● Trecho fornecido

Nos bares e na vida (Por Paulo Figueiredo)

Advogado Paulo Figueiredo(AM)

Jaguar, fundador e cartunista do jornal “O Pasquim”, a resistência bem-humorada contra a ditadura, escreveu “Confesso que Bebi”, um passeio pelos bares e pela boemia do Rio de Janeiro. A relação é enorme. Muitos deles frequentei e poucos sobreviveram. Como tudo na vida, os bares também nascem, crescem e morrem. Alguns logo não dão certo e falecem no berço.
Tenho cruzado com Jaguar em Itaipava, centro gastronômico do Rio, um lugar encantador para o recolhimento em paz, longe do trânsito infernal e da violência dos grandes centros urbanos, numa fase em que os anos avançam céleres sobre a existência. Vejo-o com a indefectível garrafa de cerveja sobre a mesa, agora sem álcool, uma tragédia, para quem passou pelo mundo sob permanentes eflúvios etílicos, que tornam a existência mais gostosa e amena, suportável. Não encontro a menor graça nas cervejas sem álcool, uma ideia no mínimo esquisita, pois a vantagem vem do efeito e não apenas do gosto. Trata-se de um autoengano, talvez com alguma compensação psicológica, no que não creio, embora não deva dizer que dessa cerveja jamais beberei. Muitos cariocas estão subindo a serra, em fuga contra o desconforto crescente na metrópole.

● Linhas fornecidas
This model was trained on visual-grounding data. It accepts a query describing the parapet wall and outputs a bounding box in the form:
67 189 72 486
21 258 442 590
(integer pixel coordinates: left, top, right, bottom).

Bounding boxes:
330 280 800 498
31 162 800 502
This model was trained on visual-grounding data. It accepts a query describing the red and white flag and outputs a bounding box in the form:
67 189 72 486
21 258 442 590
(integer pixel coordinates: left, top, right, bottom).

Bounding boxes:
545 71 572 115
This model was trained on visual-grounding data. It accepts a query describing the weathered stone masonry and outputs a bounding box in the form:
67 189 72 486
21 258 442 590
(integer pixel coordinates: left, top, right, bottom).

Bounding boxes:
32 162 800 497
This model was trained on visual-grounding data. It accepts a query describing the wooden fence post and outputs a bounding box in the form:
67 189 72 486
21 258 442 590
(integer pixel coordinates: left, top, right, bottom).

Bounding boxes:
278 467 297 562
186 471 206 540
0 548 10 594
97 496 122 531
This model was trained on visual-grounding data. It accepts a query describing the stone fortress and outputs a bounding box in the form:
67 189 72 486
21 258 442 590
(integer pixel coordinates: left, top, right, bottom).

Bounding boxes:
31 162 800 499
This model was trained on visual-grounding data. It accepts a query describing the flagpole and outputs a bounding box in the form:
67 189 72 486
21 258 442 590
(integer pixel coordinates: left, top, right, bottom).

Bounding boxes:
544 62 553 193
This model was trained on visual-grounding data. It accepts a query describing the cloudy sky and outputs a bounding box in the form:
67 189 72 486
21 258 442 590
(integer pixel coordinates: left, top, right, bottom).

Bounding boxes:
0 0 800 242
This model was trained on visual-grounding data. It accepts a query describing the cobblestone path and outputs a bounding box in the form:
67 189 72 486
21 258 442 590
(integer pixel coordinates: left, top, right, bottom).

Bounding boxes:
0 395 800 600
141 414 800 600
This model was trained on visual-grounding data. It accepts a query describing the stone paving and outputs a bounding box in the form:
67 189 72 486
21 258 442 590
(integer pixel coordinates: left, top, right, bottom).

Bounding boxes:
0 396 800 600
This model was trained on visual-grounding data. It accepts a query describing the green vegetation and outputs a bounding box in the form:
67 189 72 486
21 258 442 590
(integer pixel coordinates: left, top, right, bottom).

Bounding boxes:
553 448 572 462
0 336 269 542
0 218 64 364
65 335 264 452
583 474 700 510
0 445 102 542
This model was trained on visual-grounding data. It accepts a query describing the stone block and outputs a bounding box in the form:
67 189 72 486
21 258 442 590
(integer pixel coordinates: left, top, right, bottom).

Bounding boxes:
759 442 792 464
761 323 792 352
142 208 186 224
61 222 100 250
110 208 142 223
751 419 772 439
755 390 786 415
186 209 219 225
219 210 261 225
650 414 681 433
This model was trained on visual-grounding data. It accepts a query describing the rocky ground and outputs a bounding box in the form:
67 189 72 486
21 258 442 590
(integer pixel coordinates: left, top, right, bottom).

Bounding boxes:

● Objetivo do exercício
Dê continuidade ao texto sobre os bares e a boemia, começando logo após a última frase do trecho fornecido.

● Resultado do exercício
As cidades contam a nossa história pessoal e a dos nossos contemporâneos, com seu casario, ruas, praças, esquinas, clubes, cinemas, livrarias, bares e restaurantes. Vivemos nos espaços que a vida nos confere, desde o momento em que abrimos os olhos até o derradeiro instante, e vamos acumulando alegrias e dissabores, conquistas e derrotas. Faz parte, é assim, será sempre assim. Com o tempo, a memória valoriza os caminhos, enternece as andanças e acalenta momentos que pareciam perdidos ou sepultados. Passamos a identificar cada ponto pretérito com incrível lucidez e seguimos em frente com as dores da incerteza sobre o final da estrada. Para uns, no horizonte, o conforto e a recompensa do paraíso; para outros, o fim de tudo, o mergulho definitivo no nada, no vazio absoluto, uma angústia insuperável.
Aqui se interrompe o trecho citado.